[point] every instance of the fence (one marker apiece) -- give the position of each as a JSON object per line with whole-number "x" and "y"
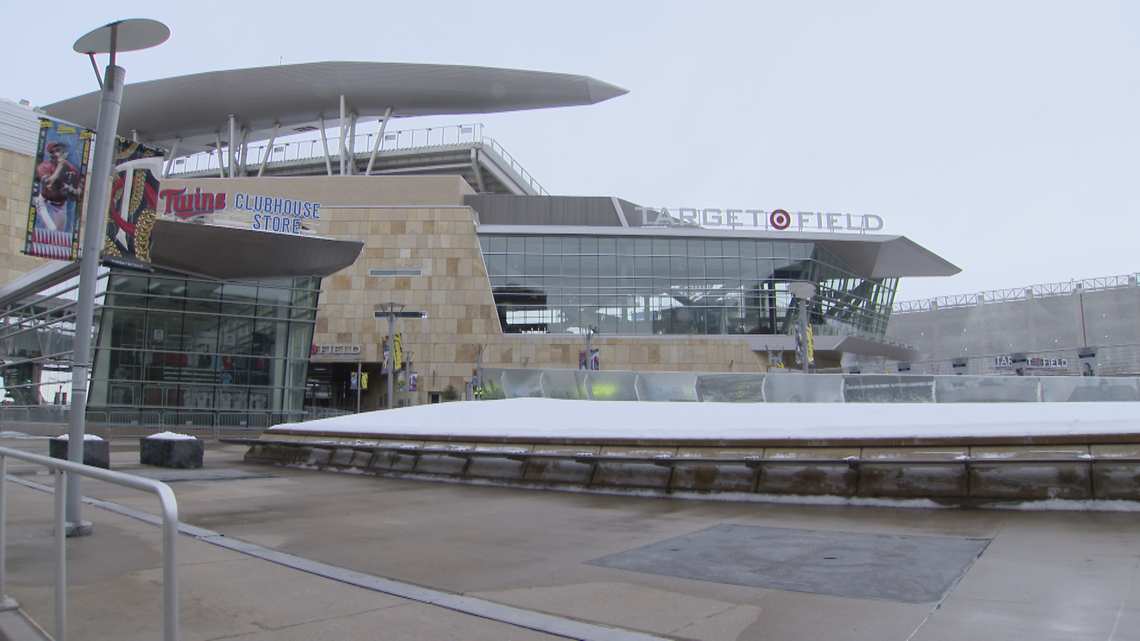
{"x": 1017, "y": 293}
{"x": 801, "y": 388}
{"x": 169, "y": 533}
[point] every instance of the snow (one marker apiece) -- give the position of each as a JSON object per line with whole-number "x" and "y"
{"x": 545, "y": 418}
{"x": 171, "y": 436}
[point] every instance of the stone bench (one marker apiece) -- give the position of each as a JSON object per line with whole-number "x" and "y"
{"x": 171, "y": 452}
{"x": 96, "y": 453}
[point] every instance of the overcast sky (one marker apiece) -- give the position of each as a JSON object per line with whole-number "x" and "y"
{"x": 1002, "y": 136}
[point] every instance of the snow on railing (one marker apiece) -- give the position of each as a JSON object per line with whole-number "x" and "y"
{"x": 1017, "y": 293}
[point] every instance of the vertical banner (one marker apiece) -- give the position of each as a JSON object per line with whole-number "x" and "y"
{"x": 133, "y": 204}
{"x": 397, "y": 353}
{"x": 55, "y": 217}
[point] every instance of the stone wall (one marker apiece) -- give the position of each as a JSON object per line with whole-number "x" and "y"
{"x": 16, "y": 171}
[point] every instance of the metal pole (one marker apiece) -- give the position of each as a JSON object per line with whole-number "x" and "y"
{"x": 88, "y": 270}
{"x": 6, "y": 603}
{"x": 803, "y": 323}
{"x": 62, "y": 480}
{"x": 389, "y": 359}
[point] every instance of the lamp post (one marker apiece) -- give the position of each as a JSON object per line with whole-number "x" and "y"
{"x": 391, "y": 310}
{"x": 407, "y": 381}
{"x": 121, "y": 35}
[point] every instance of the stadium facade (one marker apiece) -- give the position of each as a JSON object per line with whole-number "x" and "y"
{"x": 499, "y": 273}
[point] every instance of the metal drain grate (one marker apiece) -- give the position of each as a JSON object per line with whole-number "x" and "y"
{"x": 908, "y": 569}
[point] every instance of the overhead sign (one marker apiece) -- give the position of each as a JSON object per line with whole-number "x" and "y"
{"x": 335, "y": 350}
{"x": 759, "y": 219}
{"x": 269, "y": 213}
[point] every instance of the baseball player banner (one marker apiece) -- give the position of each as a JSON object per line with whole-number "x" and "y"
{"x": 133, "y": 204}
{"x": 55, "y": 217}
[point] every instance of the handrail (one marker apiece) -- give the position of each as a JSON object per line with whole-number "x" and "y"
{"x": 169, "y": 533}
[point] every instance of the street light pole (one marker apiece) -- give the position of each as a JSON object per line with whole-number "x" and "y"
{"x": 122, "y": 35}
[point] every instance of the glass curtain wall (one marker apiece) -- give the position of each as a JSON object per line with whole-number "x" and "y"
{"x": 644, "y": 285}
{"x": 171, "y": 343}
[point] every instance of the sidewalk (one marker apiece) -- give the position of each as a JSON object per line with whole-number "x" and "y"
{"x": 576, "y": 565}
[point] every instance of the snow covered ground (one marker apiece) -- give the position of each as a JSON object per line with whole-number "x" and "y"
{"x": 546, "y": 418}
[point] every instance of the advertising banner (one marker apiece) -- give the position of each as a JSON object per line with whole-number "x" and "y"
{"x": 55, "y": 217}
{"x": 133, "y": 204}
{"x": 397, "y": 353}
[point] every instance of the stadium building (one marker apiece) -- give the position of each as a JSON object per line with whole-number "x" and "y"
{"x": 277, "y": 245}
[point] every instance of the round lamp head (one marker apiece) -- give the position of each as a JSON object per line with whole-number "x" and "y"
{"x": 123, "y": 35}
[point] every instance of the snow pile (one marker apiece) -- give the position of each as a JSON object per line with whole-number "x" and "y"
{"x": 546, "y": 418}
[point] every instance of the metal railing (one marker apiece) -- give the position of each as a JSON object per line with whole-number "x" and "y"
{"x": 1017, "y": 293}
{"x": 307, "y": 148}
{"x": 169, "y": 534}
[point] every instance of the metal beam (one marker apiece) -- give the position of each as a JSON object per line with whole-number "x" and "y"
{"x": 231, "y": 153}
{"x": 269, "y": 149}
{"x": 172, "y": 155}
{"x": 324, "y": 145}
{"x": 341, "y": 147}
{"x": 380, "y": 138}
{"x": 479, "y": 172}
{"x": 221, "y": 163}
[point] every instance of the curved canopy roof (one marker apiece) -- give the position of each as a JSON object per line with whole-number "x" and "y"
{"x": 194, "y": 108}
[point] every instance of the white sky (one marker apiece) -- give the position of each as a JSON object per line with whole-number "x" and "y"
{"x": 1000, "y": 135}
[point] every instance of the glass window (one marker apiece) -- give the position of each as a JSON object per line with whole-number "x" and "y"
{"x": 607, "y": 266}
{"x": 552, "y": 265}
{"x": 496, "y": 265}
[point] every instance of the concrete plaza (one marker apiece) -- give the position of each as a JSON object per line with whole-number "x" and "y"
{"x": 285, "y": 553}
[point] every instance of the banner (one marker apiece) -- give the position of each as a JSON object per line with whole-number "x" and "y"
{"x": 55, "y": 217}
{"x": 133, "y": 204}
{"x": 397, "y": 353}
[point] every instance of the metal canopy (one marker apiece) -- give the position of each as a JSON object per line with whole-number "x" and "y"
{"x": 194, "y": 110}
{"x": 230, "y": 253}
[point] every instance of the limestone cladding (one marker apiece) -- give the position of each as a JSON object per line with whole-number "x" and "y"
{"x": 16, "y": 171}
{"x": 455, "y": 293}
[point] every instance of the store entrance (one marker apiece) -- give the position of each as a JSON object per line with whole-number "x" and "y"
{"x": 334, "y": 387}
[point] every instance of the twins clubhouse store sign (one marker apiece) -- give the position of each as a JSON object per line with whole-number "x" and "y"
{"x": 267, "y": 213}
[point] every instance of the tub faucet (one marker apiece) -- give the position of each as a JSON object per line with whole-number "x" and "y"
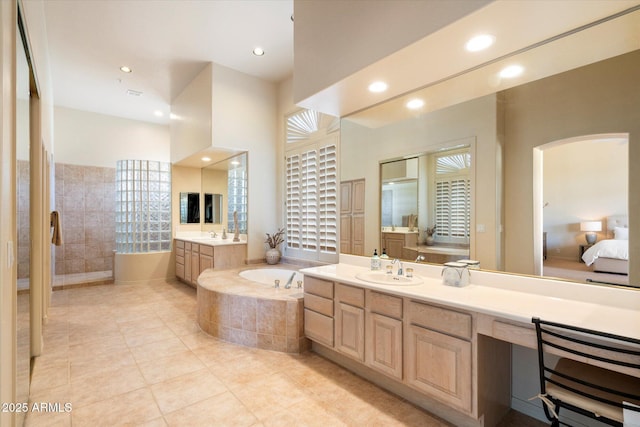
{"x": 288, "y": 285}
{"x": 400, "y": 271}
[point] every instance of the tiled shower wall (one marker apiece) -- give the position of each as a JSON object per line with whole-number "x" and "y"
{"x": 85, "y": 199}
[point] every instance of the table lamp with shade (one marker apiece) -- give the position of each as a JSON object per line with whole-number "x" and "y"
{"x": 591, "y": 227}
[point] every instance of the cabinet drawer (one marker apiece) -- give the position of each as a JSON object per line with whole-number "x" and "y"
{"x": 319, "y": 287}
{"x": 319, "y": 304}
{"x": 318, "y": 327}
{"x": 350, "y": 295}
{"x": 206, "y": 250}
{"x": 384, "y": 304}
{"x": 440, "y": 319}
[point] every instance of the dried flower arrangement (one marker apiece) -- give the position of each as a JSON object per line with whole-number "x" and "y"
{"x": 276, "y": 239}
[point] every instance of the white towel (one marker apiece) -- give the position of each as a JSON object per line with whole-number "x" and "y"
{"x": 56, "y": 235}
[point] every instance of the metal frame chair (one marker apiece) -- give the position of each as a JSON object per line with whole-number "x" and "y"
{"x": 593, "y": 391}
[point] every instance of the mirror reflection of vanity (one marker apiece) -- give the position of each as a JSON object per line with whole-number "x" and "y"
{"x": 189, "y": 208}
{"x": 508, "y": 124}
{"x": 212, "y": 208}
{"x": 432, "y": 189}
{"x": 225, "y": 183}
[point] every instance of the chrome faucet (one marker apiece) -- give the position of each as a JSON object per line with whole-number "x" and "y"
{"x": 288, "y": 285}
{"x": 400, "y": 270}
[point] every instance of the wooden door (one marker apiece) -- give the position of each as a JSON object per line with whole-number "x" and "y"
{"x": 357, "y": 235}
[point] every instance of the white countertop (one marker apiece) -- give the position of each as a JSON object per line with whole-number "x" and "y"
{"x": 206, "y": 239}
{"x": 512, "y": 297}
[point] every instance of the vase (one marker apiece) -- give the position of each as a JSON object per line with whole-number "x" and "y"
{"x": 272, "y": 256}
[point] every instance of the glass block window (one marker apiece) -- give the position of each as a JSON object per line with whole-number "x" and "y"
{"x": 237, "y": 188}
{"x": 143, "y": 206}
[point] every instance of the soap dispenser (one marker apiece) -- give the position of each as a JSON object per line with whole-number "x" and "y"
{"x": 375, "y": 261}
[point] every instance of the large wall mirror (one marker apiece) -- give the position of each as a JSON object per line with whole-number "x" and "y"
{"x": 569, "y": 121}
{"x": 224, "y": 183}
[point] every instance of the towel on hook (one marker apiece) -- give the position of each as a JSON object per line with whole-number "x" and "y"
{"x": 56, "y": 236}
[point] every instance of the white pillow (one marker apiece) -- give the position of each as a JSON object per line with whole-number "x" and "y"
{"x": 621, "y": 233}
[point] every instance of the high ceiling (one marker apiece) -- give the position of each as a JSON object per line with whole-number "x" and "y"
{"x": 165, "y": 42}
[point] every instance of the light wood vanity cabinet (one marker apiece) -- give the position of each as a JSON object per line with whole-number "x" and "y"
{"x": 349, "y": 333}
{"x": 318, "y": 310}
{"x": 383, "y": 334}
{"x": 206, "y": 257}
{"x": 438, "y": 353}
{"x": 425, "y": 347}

# GIVEN TASK:
Restate word for word the lines from the one holding "[point] every instance of the vase" to the end of the listing, both ends included, and nothing more.

# ANSWER TO THIS EXERCISE:
[point] every instance of the vase (one marker apiece) -- give the position of each as a JSON object per line with whole-number "x" and "y"
{"x": 272, "y": 256}
[point] every instance of the glass block window (one marker apiece) -- give the position of each as a JSON object per line with whole-number "x" and "y"
{"x": 237, "y": 188}
{"x": 143, "y": 206}
[point] every instance of the soap dispenser (one marker apiece) -- give the position of each as a JSON object per line with whole-number "x" and "y"
{"x": 375, "y": 261}
[point] every instance of the large wall mirror (one marker apiece) -- give the position of each as a JSON object per line with whole-number "x" and "y"
{"x": 569, "y": 121}
{"x": 224, "y": 183}
[point] every instance of the towel on hook (one marker apiece) -- give the position of each as a JSON object per line with whole-number "x" and "y"
{"x": 56, "y": 236}
[point] every instance of the white pillow (one marker apiece) -- give the position of each as a JSON object per line with whole-number "x" and "y"
{"x": 621, "y": 233}
[point] every instance of the high ceiling (one marker apiece) -- give the position of each as a JSON object per line with whole-number "x" and "y"
{"x": 165, "y": 42}
[point] every instance of the light wood vanity cabinet (one marker apiece) -- give the position of each as a JSON object per line with whole-number "x" and "y"
{"x": 349, "y": 333}
{"x": 318, "y": 310}
{"x": 383, "y": 334}
{"x": 206, "y": 257}
{"x": 438, "y": 353}
{"x": 425, "y": 347}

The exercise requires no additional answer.